* [Task objective]: Which lines in the records below contain the word "sofa"? Gather every one of them and copy each line in full.

* [Record excerpts]:

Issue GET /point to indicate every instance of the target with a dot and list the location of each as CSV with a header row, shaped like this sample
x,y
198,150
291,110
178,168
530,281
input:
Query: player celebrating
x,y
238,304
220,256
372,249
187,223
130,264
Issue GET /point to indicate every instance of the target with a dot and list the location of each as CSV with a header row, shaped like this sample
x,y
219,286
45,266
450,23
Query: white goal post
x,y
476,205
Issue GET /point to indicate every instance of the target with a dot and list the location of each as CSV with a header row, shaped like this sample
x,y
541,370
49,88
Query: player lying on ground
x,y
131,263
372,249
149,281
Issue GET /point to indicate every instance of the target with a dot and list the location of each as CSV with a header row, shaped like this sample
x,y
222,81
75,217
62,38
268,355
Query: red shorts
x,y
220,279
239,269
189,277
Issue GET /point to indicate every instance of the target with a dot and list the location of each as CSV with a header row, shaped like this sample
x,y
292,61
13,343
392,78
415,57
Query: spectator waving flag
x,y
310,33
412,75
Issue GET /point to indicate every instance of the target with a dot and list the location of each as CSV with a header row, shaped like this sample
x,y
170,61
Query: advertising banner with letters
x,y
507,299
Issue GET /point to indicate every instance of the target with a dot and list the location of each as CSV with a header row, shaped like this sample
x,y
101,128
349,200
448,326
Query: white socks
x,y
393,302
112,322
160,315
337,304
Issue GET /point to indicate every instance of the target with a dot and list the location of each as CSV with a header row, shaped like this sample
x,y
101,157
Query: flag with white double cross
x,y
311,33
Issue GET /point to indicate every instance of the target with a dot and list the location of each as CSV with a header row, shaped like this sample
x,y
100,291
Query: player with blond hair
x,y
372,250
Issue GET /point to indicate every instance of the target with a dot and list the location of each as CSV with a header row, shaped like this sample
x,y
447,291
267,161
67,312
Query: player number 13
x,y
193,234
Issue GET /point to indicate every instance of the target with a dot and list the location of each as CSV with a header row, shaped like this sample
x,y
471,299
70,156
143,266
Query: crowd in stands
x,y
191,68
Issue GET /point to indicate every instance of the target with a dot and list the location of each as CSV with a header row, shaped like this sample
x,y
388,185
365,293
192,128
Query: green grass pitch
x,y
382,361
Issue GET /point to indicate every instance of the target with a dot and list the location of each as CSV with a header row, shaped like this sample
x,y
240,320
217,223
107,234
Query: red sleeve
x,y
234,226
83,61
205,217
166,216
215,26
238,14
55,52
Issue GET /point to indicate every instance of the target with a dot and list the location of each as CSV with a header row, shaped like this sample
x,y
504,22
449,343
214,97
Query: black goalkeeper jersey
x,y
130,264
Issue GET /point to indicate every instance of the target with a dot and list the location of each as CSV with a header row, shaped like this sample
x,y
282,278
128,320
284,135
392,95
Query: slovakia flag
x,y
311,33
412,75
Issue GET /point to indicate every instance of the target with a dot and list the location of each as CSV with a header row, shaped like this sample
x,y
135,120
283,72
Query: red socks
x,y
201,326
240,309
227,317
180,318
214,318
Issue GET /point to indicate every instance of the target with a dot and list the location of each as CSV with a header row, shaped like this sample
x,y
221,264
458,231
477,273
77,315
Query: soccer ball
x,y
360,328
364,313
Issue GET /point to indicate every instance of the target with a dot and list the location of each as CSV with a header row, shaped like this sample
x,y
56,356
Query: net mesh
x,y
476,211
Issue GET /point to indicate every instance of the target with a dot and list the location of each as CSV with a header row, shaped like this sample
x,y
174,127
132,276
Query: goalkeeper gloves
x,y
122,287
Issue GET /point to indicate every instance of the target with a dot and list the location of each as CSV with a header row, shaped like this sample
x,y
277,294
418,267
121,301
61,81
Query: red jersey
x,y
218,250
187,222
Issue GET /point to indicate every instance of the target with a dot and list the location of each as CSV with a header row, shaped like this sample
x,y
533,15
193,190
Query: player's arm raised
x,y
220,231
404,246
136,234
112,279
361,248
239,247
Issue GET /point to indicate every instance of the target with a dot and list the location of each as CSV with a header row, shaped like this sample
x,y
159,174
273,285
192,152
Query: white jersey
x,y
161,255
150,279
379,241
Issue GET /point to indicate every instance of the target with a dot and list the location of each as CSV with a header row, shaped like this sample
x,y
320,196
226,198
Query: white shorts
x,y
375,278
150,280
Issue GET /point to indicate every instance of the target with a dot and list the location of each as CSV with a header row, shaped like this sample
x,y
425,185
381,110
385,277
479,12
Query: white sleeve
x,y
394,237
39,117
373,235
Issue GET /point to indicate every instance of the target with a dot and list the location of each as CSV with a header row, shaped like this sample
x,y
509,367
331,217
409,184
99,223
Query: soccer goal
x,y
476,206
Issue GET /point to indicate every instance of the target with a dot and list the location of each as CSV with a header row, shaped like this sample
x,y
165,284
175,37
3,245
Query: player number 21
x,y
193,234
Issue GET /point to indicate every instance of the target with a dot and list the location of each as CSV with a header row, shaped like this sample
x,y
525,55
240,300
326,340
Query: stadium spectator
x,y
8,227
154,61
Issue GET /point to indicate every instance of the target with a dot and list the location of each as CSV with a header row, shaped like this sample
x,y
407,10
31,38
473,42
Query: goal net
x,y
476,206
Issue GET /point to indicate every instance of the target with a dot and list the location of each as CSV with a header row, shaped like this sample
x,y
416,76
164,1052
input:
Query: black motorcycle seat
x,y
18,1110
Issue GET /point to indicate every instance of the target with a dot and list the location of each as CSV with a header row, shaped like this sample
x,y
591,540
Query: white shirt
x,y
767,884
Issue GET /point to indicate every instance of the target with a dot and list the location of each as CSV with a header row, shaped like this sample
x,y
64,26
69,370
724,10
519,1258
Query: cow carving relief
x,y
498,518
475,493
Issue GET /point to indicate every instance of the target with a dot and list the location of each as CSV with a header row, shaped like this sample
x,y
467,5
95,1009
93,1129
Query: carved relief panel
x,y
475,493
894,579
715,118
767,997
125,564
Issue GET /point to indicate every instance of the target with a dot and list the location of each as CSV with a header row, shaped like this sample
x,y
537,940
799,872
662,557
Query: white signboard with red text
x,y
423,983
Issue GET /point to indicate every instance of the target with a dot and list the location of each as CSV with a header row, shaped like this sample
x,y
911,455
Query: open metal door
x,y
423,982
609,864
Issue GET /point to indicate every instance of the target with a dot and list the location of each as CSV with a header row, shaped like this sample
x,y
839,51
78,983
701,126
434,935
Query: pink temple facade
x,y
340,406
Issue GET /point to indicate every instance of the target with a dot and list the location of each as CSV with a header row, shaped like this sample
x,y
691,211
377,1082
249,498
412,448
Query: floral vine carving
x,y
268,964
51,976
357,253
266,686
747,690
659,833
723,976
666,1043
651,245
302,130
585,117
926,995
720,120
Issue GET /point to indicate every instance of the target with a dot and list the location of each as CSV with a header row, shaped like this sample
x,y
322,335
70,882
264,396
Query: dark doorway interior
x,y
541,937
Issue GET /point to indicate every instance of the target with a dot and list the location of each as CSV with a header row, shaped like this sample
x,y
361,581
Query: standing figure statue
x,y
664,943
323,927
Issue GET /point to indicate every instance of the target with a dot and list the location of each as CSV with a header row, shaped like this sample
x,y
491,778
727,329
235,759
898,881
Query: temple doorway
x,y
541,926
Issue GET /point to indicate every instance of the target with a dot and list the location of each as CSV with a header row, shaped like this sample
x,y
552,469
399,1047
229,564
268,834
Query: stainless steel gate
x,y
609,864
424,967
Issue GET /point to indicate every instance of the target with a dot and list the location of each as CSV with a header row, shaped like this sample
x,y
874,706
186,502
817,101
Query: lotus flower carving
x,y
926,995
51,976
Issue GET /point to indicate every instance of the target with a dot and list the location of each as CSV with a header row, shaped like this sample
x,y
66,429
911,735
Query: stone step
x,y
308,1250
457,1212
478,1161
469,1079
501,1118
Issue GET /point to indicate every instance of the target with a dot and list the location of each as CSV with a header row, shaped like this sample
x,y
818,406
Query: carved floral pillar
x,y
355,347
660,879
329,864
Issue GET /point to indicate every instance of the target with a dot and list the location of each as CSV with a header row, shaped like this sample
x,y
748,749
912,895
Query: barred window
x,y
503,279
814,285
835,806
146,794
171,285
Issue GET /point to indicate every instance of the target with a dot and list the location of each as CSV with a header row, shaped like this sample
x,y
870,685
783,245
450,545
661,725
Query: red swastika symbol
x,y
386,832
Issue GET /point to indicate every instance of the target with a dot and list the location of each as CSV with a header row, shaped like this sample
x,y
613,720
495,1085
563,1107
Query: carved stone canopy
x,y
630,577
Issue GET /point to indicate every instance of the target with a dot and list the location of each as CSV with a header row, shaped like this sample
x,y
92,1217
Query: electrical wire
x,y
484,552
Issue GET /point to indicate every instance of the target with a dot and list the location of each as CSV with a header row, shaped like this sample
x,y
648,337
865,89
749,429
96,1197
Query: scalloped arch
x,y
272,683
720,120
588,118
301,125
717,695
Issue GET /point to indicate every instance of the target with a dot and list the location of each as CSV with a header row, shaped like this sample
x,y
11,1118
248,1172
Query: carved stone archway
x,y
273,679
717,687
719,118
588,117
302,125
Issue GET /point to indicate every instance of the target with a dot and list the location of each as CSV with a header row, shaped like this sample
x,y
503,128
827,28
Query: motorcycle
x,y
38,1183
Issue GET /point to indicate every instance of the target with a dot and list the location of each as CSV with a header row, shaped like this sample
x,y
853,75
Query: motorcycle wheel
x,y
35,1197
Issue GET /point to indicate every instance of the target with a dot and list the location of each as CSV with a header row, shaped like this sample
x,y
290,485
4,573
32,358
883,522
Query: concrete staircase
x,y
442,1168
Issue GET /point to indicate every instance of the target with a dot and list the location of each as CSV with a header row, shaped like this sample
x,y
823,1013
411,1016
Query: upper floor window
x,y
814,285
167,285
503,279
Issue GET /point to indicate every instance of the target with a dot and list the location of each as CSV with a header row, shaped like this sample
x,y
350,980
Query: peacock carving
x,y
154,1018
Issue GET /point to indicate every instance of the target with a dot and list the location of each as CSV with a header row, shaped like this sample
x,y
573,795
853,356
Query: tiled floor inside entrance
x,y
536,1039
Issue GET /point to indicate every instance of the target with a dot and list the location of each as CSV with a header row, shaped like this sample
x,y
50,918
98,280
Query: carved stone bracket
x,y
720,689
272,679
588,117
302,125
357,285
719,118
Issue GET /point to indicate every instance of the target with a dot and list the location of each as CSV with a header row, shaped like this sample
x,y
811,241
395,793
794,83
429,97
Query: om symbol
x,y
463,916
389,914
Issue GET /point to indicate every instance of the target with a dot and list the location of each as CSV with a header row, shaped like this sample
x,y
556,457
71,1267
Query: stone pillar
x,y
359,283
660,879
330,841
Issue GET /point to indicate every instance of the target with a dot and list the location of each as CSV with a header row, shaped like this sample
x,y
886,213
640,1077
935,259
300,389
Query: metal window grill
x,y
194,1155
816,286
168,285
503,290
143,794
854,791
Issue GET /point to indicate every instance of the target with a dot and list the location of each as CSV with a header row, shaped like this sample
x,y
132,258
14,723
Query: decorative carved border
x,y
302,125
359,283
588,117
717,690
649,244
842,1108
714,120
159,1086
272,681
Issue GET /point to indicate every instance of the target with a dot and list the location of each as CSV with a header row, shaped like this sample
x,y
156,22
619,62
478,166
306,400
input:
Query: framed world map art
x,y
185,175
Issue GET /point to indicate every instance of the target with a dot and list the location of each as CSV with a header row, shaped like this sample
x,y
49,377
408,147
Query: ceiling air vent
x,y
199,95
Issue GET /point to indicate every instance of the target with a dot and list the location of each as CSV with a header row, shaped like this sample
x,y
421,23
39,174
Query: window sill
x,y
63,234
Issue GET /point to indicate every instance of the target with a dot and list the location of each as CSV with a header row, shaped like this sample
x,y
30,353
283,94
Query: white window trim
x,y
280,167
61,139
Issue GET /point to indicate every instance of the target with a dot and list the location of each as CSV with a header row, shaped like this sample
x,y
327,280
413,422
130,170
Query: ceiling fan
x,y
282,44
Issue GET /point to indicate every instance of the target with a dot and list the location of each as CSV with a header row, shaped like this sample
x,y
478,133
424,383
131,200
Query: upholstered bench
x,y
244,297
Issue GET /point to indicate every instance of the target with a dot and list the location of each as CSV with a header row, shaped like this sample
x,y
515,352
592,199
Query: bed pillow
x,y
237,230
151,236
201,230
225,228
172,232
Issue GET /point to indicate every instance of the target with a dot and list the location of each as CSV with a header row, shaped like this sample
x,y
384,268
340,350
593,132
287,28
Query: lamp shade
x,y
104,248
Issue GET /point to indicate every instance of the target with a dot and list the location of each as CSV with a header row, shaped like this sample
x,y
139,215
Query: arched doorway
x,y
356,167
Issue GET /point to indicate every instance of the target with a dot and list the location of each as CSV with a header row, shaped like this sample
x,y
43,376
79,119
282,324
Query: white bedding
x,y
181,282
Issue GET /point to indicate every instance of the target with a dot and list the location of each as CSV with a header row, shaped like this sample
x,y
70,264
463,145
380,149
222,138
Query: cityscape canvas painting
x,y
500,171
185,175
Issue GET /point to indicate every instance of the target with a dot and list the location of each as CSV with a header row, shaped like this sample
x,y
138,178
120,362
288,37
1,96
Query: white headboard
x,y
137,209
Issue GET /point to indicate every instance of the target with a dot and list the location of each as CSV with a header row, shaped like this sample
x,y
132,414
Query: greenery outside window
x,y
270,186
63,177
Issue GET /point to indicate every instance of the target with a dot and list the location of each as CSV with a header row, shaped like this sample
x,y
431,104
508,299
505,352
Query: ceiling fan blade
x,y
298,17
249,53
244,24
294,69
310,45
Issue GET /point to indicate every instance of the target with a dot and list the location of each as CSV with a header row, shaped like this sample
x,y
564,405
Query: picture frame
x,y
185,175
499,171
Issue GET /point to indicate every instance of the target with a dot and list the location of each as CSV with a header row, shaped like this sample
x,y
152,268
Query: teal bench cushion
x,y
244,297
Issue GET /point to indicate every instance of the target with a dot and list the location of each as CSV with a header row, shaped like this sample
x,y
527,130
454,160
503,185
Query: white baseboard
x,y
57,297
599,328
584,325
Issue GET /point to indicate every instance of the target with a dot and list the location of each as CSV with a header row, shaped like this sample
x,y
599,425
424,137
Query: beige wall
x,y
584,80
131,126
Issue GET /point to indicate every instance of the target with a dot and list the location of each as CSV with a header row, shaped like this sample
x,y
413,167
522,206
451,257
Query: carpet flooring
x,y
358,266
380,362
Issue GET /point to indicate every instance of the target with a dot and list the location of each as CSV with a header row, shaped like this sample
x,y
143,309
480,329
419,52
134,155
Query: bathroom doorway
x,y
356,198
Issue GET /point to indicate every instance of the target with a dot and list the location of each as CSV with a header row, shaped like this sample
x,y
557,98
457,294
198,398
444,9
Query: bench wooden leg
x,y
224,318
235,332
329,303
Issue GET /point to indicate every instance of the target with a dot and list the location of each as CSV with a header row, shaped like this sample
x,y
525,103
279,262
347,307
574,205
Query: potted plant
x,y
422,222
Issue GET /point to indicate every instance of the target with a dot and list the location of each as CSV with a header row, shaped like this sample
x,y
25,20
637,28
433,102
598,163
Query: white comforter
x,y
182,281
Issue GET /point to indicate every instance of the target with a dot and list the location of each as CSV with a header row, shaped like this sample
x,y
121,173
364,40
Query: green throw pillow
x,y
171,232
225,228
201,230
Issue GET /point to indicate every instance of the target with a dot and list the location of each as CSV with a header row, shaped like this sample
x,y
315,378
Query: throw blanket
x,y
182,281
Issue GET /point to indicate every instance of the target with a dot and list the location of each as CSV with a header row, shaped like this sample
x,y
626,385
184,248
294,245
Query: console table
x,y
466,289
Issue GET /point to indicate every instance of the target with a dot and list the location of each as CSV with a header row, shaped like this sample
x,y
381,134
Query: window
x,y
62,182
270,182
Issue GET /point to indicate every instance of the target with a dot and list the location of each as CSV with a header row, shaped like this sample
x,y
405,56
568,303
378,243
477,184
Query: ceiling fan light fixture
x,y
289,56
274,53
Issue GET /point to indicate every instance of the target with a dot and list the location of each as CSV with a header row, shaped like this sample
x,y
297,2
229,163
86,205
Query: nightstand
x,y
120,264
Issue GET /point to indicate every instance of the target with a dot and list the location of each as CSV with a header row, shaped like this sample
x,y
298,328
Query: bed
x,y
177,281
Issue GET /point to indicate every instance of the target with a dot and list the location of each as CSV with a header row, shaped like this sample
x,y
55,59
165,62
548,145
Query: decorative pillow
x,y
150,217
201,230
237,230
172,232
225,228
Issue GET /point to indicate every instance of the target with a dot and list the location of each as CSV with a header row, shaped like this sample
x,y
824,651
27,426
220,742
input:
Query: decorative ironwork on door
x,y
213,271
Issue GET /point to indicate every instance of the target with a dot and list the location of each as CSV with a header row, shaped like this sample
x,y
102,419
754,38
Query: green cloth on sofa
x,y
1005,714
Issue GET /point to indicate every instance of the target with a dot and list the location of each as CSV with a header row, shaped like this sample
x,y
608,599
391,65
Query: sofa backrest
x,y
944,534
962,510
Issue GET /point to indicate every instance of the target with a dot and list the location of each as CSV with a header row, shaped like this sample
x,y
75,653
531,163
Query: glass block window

* [Task solution]:
Query: green cloth on sofa
Query: sofa backrest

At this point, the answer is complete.